* [TASK DATA]
###

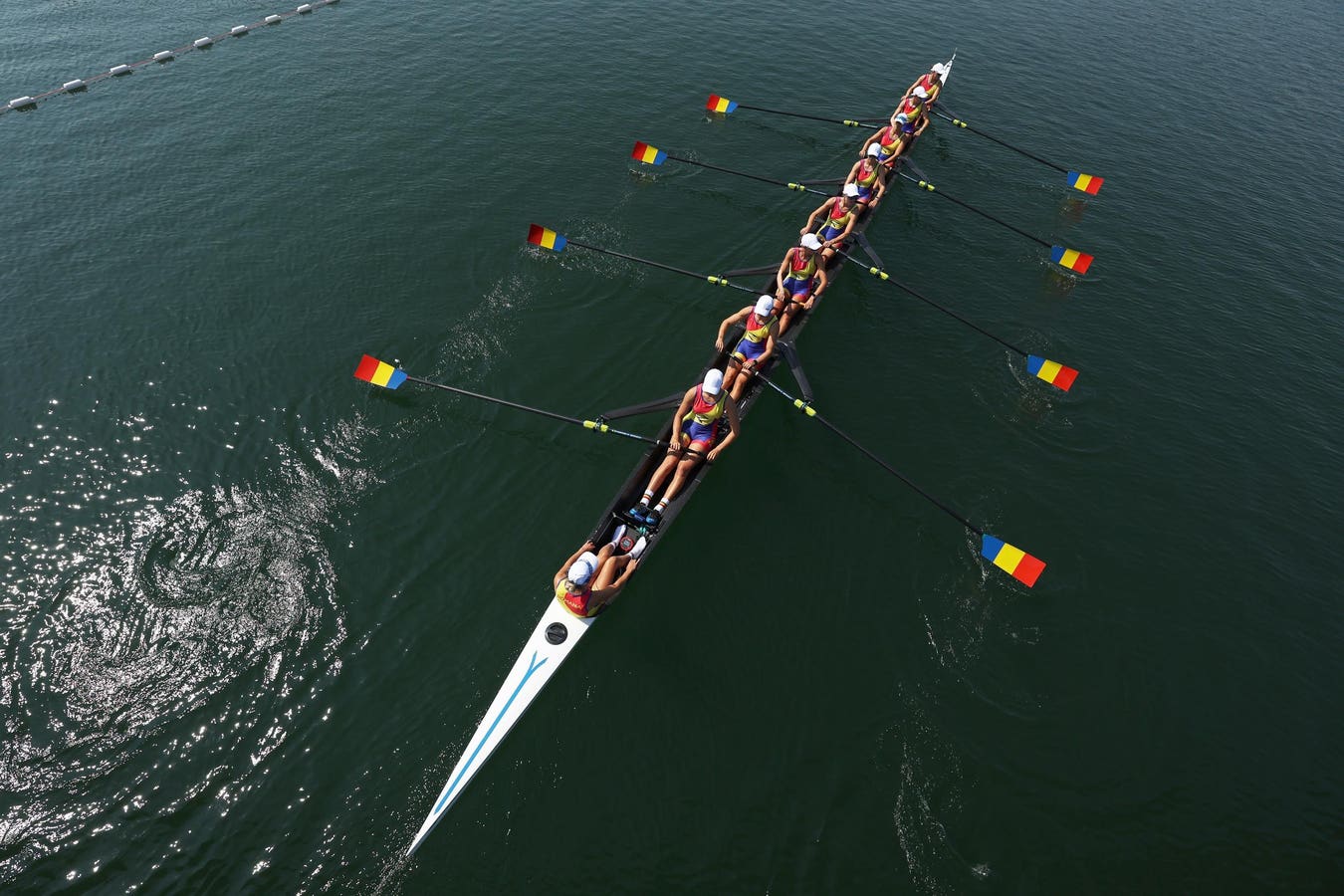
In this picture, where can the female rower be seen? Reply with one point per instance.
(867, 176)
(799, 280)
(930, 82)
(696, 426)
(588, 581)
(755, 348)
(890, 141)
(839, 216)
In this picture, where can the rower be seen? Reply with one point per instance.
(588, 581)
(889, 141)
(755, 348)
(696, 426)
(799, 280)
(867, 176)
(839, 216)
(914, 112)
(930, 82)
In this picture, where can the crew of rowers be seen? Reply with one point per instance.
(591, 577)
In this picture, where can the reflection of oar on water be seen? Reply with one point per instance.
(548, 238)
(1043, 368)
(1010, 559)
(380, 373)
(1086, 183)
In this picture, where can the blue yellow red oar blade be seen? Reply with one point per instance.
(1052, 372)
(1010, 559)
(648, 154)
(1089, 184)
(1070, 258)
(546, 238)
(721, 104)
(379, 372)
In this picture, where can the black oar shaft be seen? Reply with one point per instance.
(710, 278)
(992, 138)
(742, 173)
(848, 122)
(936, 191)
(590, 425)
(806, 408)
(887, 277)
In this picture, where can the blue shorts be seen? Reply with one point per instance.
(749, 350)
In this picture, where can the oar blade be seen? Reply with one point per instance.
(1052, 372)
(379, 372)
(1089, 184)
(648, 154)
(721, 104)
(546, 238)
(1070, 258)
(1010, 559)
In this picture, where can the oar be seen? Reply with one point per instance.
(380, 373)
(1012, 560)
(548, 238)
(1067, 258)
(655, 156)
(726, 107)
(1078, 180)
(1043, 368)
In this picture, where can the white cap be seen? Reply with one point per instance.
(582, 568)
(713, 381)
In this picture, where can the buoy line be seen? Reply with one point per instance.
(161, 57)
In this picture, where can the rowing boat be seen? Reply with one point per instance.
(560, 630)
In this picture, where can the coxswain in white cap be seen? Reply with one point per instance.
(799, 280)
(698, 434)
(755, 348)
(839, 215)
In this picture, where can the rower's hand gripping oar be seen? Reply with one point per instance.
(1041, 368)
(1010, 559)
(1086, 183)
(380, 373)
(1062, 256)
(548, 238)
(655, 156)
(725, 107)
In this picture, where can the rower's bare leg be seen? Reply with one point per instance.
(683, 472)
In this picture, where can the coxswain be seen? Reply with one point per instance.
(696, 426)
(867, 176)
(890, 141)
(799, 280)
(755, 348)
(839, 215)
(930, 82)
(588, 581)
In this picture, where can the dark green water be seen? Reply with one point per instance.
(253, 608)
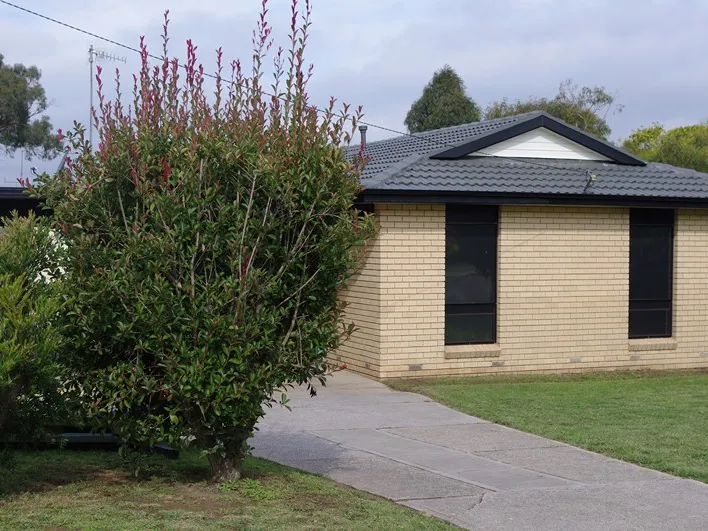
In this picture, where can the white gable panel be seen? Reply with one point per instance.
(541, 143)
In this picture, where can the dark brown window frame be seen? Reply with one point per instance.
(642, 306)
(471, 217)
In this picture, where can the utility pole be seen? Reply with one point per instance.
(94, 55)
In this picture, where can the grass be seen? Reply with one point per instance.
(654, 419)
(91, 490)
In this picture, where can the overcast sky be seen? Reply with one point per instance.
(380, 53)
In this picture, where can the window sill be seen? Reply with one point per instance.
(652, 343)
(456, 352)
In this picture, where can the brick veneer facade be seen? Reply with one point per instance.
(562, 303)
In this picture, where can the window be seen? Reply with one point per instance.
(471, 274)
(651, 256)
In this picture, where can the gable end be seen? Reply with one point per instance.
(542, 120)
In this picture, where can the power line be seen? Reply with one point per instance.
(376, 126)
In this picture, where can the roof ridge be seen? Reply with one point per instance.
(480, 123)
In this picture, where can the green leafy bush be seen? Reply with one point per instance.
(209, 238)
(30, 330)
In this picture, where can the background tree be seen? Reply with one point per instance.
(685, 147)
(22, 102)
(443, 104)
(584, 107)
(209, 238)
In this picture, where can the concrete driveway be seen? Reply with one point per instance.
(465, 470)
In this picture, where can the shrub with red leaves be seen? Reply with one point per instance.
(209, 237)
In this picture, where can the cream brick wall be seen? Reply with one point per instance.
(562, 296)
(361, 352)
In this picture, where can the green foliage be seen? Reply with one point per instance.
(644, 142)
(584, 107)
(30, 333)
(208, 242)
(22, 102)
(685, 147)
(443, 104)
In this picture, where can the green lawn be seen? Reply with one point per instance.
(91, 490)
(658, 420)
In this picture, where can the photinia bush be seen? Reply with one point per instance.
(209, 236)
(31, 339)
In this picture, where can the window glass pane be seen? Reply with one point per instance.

###

* [EXERCISE DESCRIPTION]
Rewrite the stretch from the row containing "In this picture, where can the cream" through the last of the rows, with "green" replaced by "dark green" and everything else left as it is.

* [REPLY]
In this picture, where can the cream brick wall be seen? Reply with one point per instance.
(562, 296)
(361, 352)
In this picture, where can the dark green foliage be seen? Reply with one point per instance.
(644, 142)
(584, 107)
(30, 333)
(208, 242)
(22, 102)
(685, 147)
(443, 104)
In this picture, where can the dark green lawn be seen? Reply with one point per instance.
(91, 490)
(658, 420)
In this picture, where can the photinia bush be seen? Reply with one point per instance.
(209, 236)
(31, 339)
In this picture, where can the window glass pane be seen? Reply with one point per instance.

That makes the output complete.